> [SOURCE EXTRACT]:
+---+

I did. Thorobred performed this "service" (and BTW, the smell is still there); I went there because their service department has the highest rating on Yelp of all the Chevy dealers in Phoenix. I bought the car from Freeway. Chapman, the other major dealer, is even worse.


----------



## Eiolon (Feb 29, 2012)

That sucks. Thorobred has always been good to me with my service requests. I usually schedule with Charlie. Call him up and see if he has any ideas on what to do if you haven't had him already.


----------



## NickD (Dec 10, 2011)

coinneach said:


> I did. Thorobred performed this "service" (and BTW, the smell is still there); I went there because their service department has the highest rating on Yelp of all the Chevy dealers in Phoenix. I bought the car from Freeway. Chapman, the other major dealer, is even worse.


If in Phoenix, see Tim at Arizona Mobile Air at 3601 W. Clarendon Ave. Try a can of this stuff:










Ha, tell Tim NickD from Wisconsin recommended you.


----------



## coinneach (Apr 10, 2012)

Eiolon said:


> That sucks. Thorobred has always been good to me with my service requests. I usually schedule with Charlie. Call him up and see if he has any ideas on what to do if you haven't had him already.


Charlie's the one who ran this ticket. *censored* of a nice guy and he didn't blow me off like Freeway did, but still.


----------



## beka9 (Jan 1, 2013)

I have a 2012 Cruze with 7000 miles on it. I LOVE my car but we call her old Stinky because she smells is a cross of dirty feet and rotten milk. The smell started about a month after we purchased brand new and has only gotten worse, almost to the point of making me sick to my stomach when driving with the windows up. Called the dealer and they had not heard about this problem before. Sad to have such a beautiful car that smells soooo bad!


----------

+---+

> [LISTED RECORDS]:

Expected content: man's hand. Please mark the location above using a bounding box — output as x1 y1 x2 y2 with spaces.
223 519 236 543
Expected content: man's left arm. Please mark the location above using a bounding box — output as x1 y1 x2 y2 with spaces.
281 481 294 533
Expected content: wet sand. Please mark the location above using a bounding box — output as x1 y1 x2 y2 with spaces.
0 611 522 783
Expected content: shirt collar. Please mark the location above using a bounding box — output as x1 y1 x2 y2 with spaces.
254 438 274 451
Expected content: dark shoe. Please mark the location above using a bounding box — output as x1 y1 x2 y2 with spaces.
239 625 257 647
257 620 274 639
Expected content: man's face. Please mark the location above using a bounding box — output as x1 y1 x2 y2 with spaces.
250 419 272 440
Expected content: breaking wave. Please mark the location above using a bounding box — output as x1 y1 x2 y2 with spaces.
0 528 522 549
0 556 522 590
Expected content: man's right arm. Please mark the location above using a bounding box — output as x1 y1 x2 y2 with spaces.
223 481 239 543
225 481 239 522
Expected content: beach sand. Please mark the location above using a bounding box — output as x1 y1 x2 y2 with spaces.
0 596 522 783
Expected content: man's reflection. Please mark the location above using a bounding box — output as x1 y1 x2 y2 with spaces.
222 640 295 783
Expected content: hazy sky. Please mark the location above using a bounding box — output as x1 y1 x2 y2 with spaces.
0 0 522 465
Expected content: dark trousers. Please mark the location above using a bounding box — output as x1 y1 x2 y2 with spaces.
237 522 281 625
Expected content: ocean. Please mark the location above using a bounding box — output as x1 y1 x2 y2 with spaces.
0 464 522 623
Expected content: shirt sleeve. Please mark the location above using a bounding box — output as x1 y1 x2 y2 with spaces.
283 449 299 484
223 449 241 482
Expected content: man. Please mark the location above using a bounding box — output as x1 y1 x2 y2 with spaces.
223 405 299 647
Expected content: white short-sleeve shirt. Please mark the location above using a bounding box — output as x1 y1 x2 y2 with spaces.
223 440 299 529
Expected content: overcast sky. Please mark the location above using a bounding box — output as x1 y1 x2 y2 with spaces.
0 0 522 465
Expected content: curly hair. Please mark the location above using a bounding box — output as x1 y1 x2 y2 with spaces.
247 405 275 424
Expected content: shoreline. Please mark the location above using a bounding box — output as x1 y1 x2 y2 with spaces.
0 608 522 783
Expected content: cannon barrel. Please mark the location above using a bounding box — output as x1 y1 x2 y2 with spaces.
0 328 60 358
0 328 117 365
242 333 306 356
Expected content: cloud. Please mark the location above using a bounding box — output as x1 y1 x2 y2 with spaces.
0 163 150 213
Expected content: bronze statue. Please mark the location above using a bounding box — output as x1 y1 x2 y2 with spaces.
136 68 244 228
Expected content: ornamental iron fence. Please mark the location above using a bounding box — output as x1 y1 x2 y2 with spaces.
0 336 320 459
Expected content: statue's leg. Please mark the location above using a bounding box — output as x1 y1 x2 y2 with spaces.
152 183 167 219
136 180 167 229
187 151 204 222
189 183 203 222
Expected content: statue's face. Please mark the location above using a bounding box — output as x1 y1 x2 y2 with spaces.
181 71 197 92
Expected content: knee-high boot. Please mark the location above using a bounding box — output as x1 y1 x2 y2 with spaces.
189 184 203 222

+---+

> [DIRECTIONS]:
• 1. Transcribe everything in the forum thread from "Charlie's the one" down to "smells soooo bad!".
• 2. List every username that appears in a post heading in the forum thread, in the order they appear.

> [EXERCISE RESULTS]:
• 1.
Charlie's the one who ran this ticket. *censored* of a nice guy and he didn't blow me off like Freeway did, but still.


----------



## beka9 (Jan 1, 2013)

I have a 2012 Cruze with 7000 miles on it. I LOVE my car but we call her old Stinky because she smells is a cross of dirty feet and rotten milk. The smell started about a month after we purchased brand new and has only gotten worse, almost to the point of making me sick to my stomach when driving with the windows up. Called the dealer and they had not heard about this problem before. Sad to have such a beautiful car that smells soooo bad!

• 2.
Eiolon
NickD
coinneach
beka9